野生動物たちが闊歩する平原、大きな岩がゴロゴロする山道、橋の架かっていない川•••。そんな難関が待ち構えている道を、何時間もかけながら学校へと通う世界4ヶ国の子どもたちの姿を追ったフランスのドキュメンタリー映画です。
昨年日本でも公開され、大いに評判となったこの作品、わたくしはきょう(1月3日)テレビ放映された日本語吹替版で鑑賞いたしました。

ケニアに住む11歳の少年、ジャクソンくん。長男として水汲みや炭焼きの仕事を手伝う彼は、妹とともに毎日5時30分には家を出て、2時間かけて登校します。家を出るとき、両親は兄妹が無事に登校できるよう祈りを捧げます。
平原を通り抜ける通学路で兄妹が出くわすのが、野生動物の群れ。中でも一番気をつけなければならない存在が、ゾウでした。ケニアでは毎年4~5人の子どもが、ゾウに襲われて亡くなっているといいます。
おりしも、登校するジャクソンくん兄妹の目の前にも、草むらから見え隠れするゾウの家族の姿が。兄妹は父親から教わった通り、ひたすら走ってその場から遠ざかろうとします。途中、妹がつまずいて転んでしまいますが、なんとか物陰に駆け込むことができました。息を潜めてゾウたちが遠ざかっていくのを待つ兄妹。やがて、ゾウたちが立ち去っていったことを確認した兄妹は、近くにあった木の実を頬張りつつ、大きな声で歌を歌います。そして再び学校へ向かって歩いていくのでした•••。

モロッコに住む12歳の少女、ザヒラさん。それまで女子に対する教育が行われていなかった当地にあって、彼女は家族の中でも初めて教育を受ける世代となりました。そんなザヒラさんを、家族はこぞって支援します。祖母は「お前たちは恵まれている。だからしっかりと勉強して、人生を切り開くんだ」と激励するのでした。
ザヒラさんは毎週月曜日、片道22kmもの道のりを4時間もかけて学校の寄宿舎へと通います。途中、友達2人と合流して学校へと急ぎますが、大きな岩がゴロゴロする山道を歩くうちに、友達の一人が足を痛めてしまいます。このままでは学校に遅れてしまう、と3人はヒッチハイクで学校へ向かうことを決意します。何台かの車ににべもなく断られた末、親切なトラック運転手の計らいで荷台に乗せて行ってもらうことができました。

- _短い練習 A_
本文の「昨年日本でも公開され、大いに」から「くんだ」と激励するのでした。」までの部分を、一字も変えずに書き写してください。
- _短い練習 B_
本文によると、ジャクソンくんと妹は毎日何時に家を出ますか。

- _記録データ_
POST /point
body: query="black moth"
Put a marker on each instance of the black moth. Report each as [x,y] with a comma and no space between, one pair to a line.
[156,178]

- _解答例 A_
昨年日本でも公開され、大いに評判となったこの作品、わたくしはきょう(1月3日)テレビ放映された日本語吹替版で鑑賞いたしました。

ケニアに住む11歳の少年、ジャクソンくん。長男として水汲みや炭焼きの仕事を手伝う彼は、妹とともに毎日5時30分には家を出て、2時間かけて登校します。家を出るとき、両親は兄妹が無事に登校できるよう祈りを捧げます。
平原を通り抜ける通学路で兄妹が出くわすのが、野生動物の群れ。中でも一番気をつけなければならない存在が、ゾウでした。ケニアでは毎年4~5人の子どもが、ゾウに襲われて亡くなっているといいます。
おりしも、登校するジャクソンくん兄妹の目の前にも、草むらから見え隠れするゾウの家族の姿が。兄妹は父親から教わった通り、ひたすら走ってその場から遠ざかろうとします。途中、妹がつまずいて転んでしまいますが、なんとか物陰に駆け込むことができました。息を潜めてゾウたちが遠ざかっていくのを待つ兄妹。やがて、ゾウたちが立ち去っていったことを確認した兄妹は、近くにあった木の実を頬張りつつ、大きな声で歌を歌います。そして再び学校へ向かって歩いていくのでした•••。

モロッコに住む12歳の少女、ザヒラさん。それまで女子に対する教育が行われていなかった当地にあって、彼女は家族の中でも初めて教育を受ける世代となりました。そんなザヒラさんを、家族はこぞって支援します。祖母は「お前たちは恵まれている。だからしっかりと勉強して、人生を切り開くんだ」と激励するのでした。

- _解答例 B_
5時30分です。